> _Data records_
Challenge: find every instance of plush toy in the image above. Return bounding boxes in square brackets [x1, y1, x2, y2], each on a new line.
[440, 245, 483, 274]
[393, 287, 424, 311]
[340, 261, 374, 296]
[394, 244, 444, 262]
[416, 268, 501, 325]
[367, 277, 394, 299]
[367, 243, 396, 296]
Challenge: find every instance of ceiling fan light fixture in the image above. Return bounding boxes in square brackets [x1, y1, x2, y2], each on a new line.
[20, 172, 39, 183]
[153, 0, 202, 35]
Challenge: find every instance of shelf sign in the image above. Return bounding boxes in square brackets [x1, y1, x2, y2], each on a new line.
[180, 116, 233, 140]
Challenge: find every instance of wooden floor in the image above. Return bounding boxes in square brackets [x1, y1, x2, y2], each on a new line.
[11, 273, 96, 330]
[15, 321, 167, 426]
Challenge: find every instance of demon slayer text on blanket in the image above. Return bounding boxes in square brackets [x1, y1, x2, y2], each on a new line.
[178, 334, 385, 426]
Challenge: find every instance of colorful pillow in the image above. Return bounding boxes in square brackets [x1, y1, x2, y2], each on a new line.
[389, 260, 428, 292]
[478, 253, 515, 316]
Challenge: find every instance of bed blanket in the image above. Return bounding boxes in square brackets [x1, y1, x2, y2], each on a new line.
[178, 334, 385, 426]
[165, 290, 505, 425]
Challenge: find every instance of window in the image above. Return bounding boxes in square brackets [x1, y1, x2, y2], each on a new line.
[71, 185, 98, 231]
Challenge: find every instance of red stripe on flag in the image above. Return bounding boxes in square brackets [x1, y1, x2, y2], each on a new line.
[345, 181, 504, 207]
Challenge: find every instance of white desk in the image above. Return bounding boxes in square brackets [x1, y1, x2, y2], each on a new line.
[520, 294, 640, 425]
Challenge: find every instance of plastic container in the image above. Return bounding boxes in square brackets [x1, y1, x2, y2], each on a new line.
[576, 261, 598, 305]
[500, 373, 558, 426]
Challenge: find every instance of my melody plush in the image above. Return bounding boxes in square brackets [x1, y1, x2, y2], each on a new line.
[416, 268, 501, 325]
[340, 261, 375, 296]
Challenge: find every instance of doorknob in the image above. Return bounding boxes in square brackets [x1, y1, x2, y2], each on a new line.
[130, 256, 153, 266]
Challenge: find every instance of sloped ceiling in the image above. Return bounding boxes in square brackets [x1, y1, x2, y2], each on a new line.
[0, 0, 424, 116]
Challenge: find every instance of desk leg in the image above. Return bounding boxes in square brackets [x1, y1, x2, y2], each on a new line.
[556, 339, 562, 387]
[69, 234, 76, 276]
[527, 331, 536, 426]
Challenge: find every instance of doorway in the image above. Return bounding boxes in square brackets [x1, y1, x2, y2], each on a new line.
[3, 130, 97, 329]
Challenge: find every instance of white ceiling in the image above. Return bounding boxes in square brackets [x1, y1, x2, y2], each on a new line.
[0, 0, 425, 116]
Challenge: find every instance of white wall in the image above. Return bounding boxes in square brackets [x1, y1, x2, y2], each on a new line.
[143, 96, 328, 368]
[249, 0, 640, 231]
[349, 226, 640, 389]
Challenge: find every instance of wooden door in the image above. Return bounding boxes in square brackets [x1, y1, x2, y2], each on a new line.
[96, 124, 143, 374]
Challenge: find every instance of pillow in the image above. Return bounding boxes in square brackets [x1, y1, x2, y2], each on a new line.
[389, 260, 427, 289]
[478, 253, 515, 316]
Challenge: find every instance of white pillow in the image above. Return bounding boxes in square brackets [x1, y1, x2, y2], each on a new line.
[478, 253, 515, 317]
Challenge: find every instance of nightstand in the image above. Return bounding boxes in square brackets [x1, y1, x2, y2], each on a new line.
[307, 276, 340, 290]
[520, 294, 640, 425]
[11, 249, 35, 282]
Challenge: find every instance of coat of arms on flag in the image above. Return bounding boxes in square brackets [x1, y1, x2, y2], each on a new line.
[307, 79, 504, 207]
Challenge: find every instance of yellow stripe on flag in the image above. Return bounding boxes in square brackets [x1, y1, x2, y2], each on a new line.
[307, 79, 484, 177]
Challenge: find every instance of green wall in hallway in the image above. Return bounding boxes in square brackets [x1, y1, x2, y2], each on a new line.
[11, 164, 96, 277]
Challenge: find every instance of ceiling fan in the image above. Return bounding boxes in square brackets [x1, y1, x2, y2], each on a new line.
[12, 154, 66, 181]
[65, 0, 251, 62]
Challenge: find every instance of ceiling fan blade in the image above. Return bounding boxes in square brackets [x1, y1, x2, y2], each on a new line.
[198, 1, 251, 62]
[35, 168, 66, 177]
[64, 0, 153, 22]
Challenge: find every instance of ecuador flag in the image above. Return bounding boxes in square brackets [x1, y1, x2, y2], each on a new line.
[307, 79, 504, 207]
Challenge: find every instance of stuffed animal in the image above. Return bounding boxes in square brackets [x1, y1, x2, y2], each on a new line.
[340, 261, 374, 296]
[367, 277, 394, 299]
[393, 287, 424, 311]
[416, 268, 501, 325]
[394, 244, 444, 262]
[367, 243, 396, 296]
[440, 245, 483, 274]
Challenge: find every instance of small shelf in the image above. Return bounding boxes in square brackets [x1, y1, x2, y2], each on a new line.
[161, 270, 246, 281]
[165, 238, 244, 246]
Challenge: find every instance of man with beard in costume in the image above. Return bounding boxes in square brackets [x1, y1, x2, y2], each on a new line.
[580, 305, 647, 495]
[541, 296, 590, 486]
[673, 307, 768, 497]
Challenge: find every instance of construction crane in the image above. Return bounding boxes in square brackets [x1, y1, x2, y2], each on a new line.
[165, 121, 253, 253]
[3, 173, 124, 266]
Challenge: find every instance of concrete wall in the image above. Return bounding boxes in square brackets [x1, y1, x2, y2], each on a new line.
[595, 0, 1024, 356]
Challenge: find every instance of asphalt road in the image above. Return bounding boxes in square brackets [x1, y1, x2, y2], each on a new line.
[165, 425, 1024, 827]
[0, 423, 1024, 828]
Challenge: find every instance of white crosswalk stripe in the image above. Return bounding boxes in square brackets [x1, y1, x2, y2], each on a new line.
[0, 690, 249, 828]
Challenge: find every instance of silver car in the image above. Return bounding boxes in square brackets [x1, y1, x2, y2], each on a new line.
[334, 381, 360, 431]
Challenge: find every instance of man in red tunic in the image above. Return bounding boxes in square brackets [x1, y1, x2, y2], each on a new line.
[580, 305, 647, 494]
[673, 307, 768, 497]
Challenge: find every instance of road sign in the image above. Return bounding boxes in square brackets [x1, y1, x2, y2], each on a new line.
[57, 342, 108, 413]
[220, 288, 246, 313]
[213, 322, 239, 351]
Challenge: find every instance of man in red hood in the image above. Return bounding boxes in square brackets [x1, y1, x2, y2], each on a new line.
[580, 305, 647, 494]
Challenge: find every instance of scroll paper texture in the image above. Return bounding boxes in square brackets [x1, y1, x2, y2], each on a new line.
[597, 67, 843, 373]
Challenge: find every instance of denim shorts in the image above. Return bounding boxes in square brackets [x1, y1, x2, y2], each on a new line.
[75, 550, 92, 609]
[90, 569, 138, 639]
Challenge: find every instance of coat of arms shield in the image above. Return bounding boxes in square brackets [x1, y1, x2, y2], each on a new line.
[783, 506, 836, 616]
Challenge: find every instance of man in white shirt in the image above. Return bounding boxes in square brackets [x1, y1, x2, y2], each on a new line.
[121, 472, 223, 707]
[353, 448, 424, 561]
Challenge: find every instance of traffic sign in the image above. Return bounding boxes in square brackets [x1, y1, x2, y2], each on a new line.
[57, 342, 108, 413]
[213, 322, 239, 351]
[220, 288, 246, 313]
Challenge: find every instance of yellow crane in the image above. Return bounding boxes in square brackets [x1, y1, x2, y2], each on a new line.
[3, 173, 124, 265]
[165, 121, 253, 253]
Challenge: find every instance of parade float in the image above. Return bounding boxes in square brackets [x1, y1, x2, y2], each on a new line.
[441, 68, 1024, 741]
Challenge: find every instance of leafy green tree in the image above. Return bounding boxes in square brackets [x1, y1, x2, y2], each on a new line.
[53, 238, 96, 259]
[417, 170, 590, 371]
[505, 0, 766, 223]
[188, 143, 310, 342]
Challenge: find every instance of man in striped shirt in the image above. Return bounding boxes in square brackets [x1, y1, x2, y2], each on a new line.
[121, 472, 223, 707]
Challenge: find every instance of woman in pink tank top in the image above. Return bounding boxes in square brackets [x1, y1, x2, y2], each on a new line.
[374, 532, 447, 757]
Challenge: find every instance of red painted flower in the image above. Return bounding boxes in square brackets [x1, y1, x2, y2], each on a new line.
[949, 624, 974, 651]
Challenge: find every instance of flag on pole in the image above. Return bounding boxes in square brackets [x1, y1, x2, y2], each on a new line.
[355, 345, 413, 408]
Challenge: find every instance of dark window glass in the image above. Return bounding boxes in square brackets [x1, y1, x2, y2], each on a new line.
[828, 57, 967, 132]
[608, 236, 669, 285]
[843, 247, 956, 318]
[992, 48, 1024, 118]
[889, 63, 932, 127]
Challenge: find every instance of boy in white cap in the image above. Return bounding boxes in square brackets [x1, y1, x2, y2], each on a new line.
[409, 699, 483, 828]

> _Written exercise_
Express the lines of the items above as a JSON list of strings, one string per line and no blank lines, starting with the line that contains "Challenge: find every instance of white ceiling" and going on through the line that contains "[65, 0, 251, 62]".

> _Output of the task_
[
  "Challenge: find every instance of white ceiling in the image above. Return bounding boxes in square brackets [x1, y1, x2, y2], each on a new line.",
  "[0, 0, 425, 116]",
  "Challenge: find every instance of white wall in the image above. Return bounding boxes in square brackets [x1, y1, x2, y2], each on a new line.",
  "[143, 96, 328, 368]",
  "[249, 0, 640, 231]",
  "[349, 226, 640, 389]",
  "Challenge: find every instance of wooden door in the image above. Return bounding boxes in square brackets [x1, y1, x2, y2], each on a new line.",
  "[96, 124, 143, 374]",
  "Challenge: find every instance of pillow in the image above. Return bounding boxes in square brackets [x1, y1, x2, y2], each on a new line.",
  "[389, 260, 427, 289]",
  "[478, 253, 515, 316]",
  "Challenge: find every instance of white pillow in the image above. Return bounding boxes in square brackets [x1, y1, x2, y2], each on a new line.",
  "[478, 253, 515, 317]",
  "Challenge: find every instance of nightstand in the image above. Return bounding boxes in square brackets [x1, y1, x2, y2], each on a new line.",
  "[307, 276, 340, 290]",
  "[520, 294, 640, 425]",
  "[11, 249, 35, 282]",
  "Challenge: find every instance of coat of arms on flag in the image above. Return bounding boxes in square brackets [x1, y1, x2, y2], each on a new line.",
  "[307, 79, 504, 207]",
  "Challenge: find every instance of yellow stripe on flag in the image above. Return bounding boxes in square brackets [x1, y1, x2, y2], each on a new line.",
  "[307, 79, 484, 177]",
  "Challenge: find every instance of green wall in hallway in the image above. Return bounding boxes in square brackets [x1, y1, x2, y2], each on a new line.",
  "[11, 164, 96, 277]",
  "Challenge: find every instance of ceiling fan in the image above. Return bounding boxes in square brackets [x1, y1, x2, y2], each on a new line.",
  "[12, 154, 66, 181]",
  "[65, 0, 251, 62]"
]